◆ **SET PROBLEM**
In the HP-UX forum post about extracting a portion of a file, what should the script do when two consecutive lines contain the pattern 'def'?

◆ **EXTRACTED TEXT**
Operating System - HP-UX
1834339 Members
1985 Online
110066 Solutions
New Discussion

Re: extracting a portion from a file

 
SOLVED
Go to solution
Anand_30
Regular Advisor

Re: extracting a portion from a file

Graham,

I have one more question:

Now the scripts extracts the portion of the file which starts with the pattern 'abc' and ends in the pattern 'def'.

But in certain cases I have

abc
...
...
def
def

In this case the script first extracts 'abc' to the first 'def' and then again 'abc' to the second 'def'.
But my requirement is that when there are 2 consecutive lines having the pattern 'def' the script should extract from 'abc' till the second 'def' is reached.

Can the awk script be modified to fulfill this requiremnet.

◆ **RECORDED INFORMATION**
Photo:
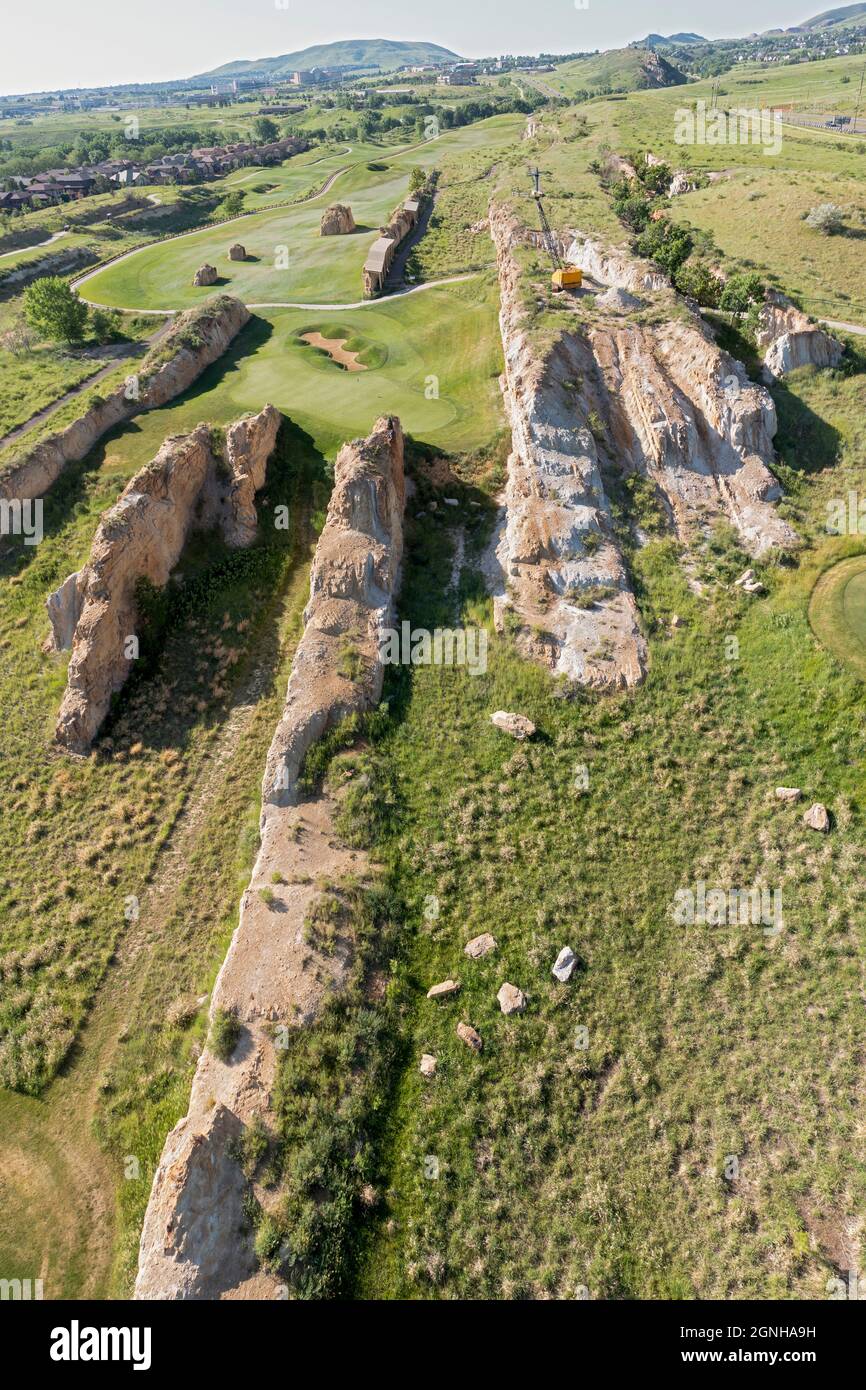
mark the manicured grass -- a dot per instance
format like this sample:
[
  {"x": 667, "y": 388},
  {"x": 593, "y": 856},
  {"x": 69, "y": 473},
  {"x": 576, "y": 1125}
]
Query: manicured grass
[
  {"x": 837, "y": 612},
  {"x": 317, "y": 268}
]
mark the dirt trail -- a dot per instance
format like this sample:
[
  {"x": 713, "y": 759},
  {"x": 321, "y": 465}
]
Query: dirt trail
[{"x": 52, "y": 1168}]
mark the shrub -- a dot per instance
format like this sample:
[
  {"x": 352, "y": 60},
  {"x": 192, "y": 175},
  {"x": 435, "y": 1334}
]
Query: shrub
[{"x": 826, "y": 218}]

---

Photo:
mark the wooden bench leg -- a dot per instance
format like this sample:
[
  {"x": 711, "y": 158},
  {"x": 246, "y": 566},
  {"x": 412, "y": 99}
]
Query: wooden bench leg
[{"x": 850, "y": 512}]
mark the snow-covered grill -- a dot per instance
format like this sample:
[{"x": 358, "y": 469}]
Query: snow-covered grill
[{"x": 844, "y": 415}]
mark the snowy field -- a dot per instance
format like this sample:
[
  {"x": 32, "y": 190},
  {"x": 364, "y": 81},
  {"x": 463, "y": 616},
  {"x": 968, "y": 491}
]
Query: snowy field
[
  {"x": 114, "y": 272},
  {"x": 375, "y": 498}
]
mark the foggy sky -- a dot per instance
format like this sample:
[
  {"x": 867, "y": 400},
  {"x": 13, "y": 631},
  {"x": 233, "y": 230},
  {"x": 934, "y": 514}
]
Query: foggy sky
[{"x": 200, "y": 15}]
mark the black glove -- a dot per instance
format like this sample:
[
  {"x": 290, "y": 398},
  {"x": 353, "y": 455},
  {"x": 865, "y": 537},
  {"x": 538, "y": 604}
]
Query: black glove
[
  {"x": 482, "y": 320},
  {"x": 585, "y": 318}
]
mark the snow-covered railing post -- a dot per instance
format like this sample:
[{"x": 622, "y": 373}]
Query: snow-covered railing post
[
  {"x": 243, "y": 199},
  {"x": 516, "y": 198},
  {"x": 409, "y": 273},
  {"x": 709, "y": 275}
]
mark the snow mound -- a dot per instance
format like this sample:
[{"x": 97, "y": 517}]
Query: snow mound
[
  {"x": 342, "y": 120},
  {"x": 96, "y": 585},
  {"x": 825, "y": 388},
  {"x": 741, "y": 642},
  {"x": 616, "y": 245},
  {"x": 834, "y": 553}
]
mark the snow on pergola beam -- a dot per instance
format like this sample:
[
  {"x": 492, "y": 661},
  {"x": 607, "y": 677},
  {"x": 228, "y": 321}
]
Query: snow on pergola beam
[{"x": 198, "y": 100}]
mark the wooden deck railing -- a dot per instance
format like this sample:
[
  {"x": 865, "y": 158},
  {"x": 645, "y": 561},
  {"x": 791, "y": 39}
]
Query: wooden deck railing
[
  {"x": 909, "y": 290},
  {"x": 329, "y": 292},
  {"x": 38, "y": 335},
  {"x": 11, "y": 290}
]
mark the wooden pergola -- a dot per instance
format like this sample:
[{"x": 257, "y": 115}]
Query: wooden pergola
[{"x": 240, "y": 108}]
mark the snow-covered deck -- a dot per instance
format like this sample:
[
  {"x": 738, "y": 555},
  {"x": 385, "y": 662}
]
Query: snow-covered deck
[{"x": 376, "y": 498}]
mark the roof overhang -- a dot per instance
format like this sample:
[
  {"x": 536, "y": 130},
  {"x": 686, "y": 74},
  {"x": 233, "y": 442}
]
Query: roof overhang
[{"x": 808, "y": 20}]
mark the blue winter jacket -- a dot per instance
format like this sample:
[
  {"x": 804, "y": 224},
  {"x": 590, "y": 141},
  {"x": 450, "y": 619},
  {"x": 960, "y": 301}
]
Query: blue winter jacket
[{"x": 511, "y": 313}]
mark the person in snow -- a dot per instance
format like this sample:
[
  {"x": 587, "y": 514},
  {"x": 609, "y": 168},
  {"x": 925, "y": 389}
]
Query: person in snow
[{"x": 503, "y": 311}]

---

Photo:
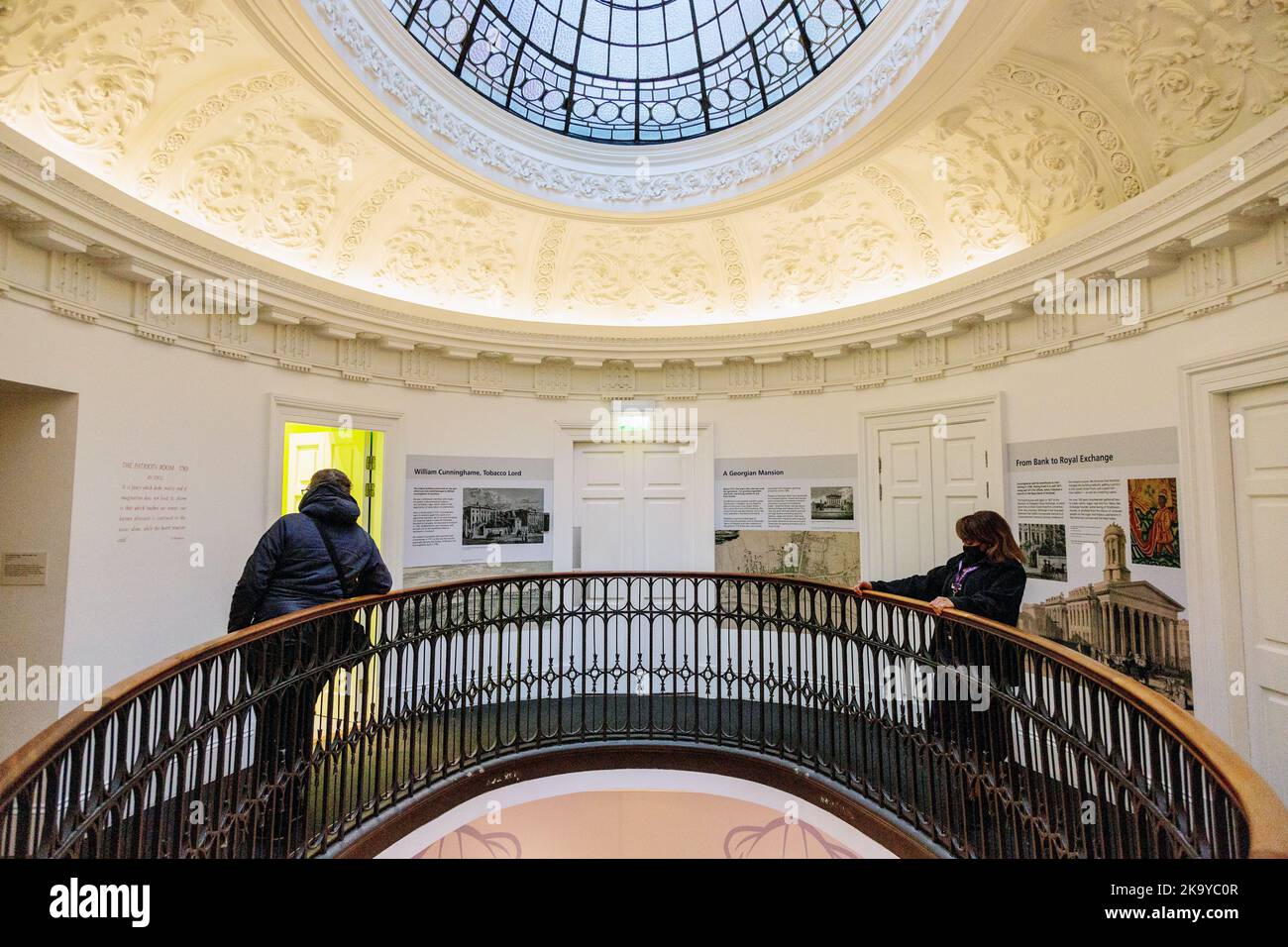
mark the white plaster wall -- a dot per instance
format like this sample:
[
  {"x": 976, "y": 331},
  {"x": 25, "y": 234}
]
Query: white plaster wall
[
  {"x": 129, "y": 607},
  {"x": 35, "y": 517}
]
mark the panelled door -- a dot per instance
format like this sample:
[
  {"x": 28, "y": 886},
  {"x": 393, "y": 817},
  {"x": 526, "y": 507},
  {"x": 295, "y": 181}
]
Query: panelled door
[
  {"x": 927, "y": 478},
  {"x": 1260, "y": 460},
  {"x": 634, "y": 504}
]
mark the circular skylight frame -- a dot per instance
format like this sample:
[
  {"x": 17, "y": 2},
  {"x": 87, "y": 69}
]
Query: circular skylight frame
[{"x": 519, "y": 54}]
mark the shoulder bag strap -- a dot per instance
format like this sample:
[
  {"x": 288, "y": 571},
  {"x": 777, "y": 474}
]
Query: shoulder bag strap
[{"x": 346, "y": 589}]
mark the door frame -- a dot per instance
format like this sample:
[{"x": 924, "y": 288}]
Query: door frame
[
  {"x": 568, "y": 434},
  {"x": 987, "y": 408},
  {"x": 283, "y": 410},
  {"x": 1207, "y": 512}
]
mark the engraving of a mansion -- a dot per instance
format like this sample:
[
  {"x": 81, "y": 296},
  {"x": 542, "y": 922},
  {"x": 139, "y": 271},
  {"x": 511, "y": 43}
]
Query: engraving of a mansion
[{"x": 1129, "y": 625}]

◆ **EXERCISE RESPONSE**
It should extract from 'abc' until the second 'def' is reached.